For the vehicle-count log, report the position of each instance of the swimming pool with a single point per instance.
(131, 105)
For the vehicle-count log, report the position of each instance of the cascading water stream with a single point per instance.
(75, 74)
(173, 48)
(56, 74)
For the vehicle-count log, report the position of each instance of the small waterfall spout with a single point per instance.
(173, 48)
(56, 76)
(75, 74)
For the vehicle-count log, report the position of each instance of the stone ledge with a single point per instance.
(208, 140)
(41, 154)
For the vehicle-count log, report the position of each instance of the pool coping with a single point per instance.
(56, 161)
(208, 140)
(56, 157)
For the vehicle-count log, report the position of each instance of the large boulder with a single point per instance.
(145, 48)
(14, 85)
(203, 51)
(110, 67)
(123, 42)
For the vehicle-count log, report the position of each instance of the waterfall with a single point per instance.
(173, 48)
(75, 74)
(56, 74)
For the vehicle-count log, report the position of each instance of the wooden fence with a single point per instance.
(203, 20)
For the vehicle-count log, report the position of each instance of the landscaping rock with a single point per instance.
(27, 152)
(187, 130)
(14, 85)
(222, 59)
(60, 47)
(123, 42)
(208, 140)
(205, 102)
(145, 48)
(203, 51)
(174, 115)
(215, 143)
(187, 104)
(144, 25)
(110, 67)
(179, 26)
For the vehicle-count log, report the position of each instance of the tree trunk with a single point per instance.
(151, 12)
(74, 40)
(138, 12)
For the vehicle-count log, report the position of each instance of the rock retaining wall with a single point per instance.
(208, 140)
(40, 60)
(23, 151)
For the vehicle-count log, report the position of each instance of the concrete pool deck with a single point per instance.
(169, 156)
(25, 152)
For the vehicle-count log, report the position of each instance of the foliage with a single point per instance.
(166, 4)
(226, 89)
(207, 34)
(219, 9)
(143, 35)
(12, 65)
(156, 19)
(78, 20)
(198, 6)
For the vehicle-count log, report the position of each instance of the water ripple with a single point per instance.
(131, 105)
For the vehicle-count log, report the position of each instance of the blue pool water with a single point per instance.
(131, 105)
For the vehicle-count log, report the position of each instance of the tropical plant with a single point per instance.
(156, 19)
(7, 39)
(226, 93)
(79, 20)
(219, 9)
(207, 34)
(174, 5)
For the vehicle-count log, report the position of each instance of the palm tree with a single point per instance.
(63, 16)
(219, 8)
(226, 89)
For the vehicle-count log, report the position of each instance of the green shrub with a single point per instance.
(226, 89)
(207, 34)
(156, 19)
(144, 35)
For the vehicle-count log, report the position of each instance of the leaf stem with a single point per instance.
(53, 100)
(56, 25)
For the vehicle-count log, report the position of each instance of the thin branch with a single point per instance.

^^^^

• YOUR ASSIGNMENT: Repeat the listing above line by line, exactly as written.

• ANSWER FOR THIS EXERCISE:
For the vehicle-count log, report the position of each instance of the swimming pool with a single point per instance.
(131, 105)
For the vehicle-count log, report the position of each instance of the cascading water stream with a single point per instance.
(75, 74)
(173, 48)
(56, 74)
For the vehicle-count log, report the position of each instance of the small waterfall spout with a single point per instance.
(173, 48)
(56, 76)
(75, 74)
For the vehicle-count log, report the position of each instance of the stone ledge with a single point per instance.
(208, 140)
(41, 154)
For the vehicle-count log, report the position of each instance of the pool coping with a single point per instance.
(56, 161)
(208, 140)
(56, 157)
For the vehicle-count log, report the position of each instance of the large boulder with a single point per instance.
(145, 48)
(14, 85)
(203, 51)
(110, 67)
(123, 42)
For the vehicle-count log, report the position of each instance of the waterfall with a single point per instance.
(173, 48)
(75, 74)
(56, 74)
For the vehicle-count log, report the position of each instance of the wooden fence with a single point per instance.
(203, 20)
For the vehicle-count log, report the position of each instance of the landscaping rock with a single point per instance.
(27, 152)
(187, 130)
(14, 85)
(222, 59)
(60, 47)
(123, 42)
(208, 140)
(205, 102)
(145, 48)
(203, 51)
(174, 115)
(215, 143)
(187, 104)
(144, 25)
(110, 67)
(179, 26)
For the vehicle-count log, report the position of each instance of the tree trunk with a single point per instance.
(151, 12)
(74, 40)
(138, 12)
For the vehicle-count log, report the position of each instance of the rock retaining wall with a single point per instance.
(208, 140)
(40, 60)
(23, 151)
For the vehicle-count log, report the position of each instance of the concrete pool deck with a single point per instance.
(169, 156)
(25, 152)
For the vehicle-count log, report the position of each instance of the foliage with a single point per instance.
(166, 4)
(226, 89)
(207, 34)
(219, 9)
(143, 35)
(12, 65)
(156, 19)
(78, 20)
(198, 6)
For the vehicle-count log, report the position of each instance of the water ripple with a single point per instance.
(131, 105)
For the vehicle-count log, report the position of each instance of the blue pool water with a single point per instance.
(131, 105)
For the vehicle-count log, report the position of each instance of the tropical plant with a single point per instance.
(156, 19)
(7, 39)
(226, 93)
(79, 20)
(219, 9)
(207, 34)
(174, 5)
For the vehicle-count log, report the position of each instance of the palm tree with a single point per instance.
(63, 16)
(219, 8)
(226, 89)
For the vehicle-count log, report the position of each instance of the green shrub with a single point per instance.
(226, 89)
(207, 34)
(156, 19)
(144, 35)
For the vehicle-count log, report the position of each instance of the leaf stem with a single point per instance.
(53, 100)
(56, 25)
For the vehicle-count log, report the position of each instance of the thin branch with a single point per instance.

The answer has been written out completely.